▶ _Collection entries_
#####

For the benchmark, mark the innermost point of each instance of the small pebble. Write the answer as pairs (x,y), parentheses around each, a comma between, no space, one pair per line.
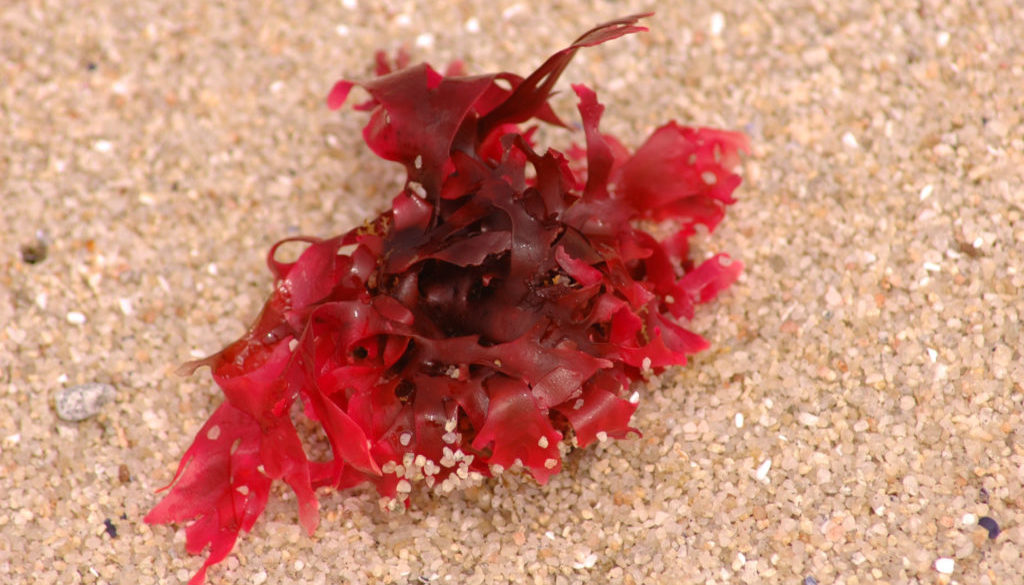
(945,566)
(84,401)
(990,525)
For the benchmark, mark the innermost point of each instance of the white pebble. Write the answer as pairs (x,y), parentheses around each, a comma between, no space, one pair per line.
(717,24)
(84,401)
(425,41)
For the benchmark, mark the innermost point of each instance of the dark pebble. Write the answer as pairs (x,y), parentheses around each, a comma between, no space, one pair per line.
(34,252)
(990,525)
(124,474)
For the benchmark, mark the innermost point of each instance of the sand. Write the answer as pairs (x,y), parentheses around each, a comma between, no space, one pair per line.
(859,411)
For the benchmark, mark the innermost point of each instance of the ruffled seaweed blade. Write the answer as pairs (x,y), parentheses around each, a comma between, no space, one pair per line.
(503,305)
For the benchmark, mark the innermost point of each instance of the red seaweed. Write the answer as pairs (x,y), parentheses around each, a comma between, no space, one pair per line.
(497,315)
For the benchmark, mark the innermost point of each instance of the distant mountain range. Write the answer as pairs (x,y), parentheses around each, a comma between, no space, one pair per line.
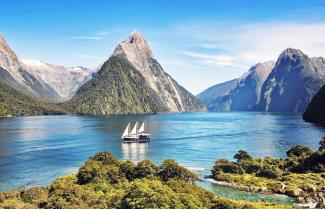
(130,81)
(285,86)
(46,82)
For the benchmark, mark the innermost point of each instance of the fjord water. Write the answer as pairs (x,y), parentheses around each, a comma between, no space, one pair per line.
(36,150)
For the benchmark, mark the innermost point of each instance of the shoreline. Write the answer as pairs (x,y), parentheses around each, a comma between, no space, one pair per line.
(266,192)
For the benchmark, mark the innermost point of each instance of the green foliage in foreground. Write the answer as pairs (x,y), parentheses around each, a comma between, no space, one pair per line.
(301,175)
(105,182)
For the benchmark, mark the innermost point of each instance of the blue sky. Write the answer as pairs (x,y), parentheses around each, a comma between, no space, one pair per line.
(200,43)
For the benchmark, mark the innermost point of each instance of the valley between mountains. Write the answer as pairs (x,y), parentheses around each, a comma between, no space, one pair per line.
(132,81)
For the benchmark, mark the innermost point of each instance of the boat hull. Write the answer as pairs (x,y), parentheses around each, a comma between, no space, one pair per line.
(137,138)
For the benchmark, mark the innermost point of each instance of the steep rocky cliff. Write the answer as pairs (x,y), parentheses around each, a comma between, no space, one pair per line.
(293,82)
(132,81)
(316,109)
(242,94)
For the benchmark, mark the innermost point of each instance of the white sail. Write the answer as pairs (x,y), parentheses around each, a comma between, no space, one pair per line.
(135,129)
(126,131)
(142,128)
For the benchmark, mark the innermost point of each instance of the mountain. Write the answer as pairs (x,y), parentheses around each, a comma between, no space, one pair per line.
(293,82)
(211,95)
(132,81)
(315,111)
(241,94)
(14,102)
(64,80)
(44,81)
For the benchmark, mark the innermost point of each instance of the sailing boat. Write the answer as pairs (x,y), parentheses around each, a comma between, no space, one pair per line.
(136,134)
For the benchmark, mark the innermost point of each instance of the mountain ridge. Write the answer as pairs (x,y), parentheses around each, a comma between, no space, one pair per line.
(292,82)
(143,85)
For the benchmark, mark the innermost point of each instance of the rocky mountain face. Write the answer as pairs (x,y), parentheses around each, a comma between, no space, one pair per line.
(43,81)
(293,82)
(211,96)
(242,94)
(64,80)
(315,111)
(285,86)
(15,102)
(132,81)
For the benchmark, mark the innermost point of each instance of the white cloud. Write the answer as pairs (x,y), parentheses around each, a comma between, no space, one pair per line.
(86,38)
(215,60)
(257,42)
(96,36)
(87,56)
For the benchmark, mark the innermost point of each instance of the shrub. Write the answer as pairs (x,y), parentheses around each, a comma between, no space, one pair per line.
(169,169)
(94,171)
(242,155)
(322,144)
(223,165)
(266,173)
(128,169)
(299,151)
(314,163)
(35,195)
(251,166)
(144,169)
(146,194)
(106,158)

#####

▶ _Do this_
Transcribe word for word the lines from the one holding "of the sailing" to the last line of the listing above, inclusive.

▶ _Solution for this exercise_
For the benchmark, mark the innermost point of each instance of the sailing boat. Write the answer as pairs (x,y), parentheses around each, a comma between, no space, one pair per line.
(136,134)
For the benchmark, mark the innermost point of each instance of the mountain ridge. Write the answer as pairs (x,y), parentheses around each, a comma between, no space, one pair per line.
(292,82)
(143,85)
For the benchmark, mark the innermost point of each instance of the rocky mountain face. Write the answer as pairs (x,y), parentheses around each, a comma between, no space, one pair per line.
(43,81)
(293,82)
(211,96)
(242,94)
(64,80)
(315,111)
(285,86)
(15,102)
(132,81)
For the benchmark, mark the innermost point of each instance of the white cloud. Write the answer as pairs (x,y), parentheses around each, a comma between, no space, one pair per line.
(86,38)
(215,60)
(257,42)
(96,36)
(87,56)
For the benchmark, mark the innermost point of each instance of the shrub. Write the answer as pairs (x,y), parentheses around each, a comma between, no space, one pair per line.
(169,169)
(94,171)
(242,155)
(322,144)
(223,165)
(266,173)
(128,169)
(299,151)
(314,163)
(35,195)
(251,166)
(144,169)
(146,194)
(106,158)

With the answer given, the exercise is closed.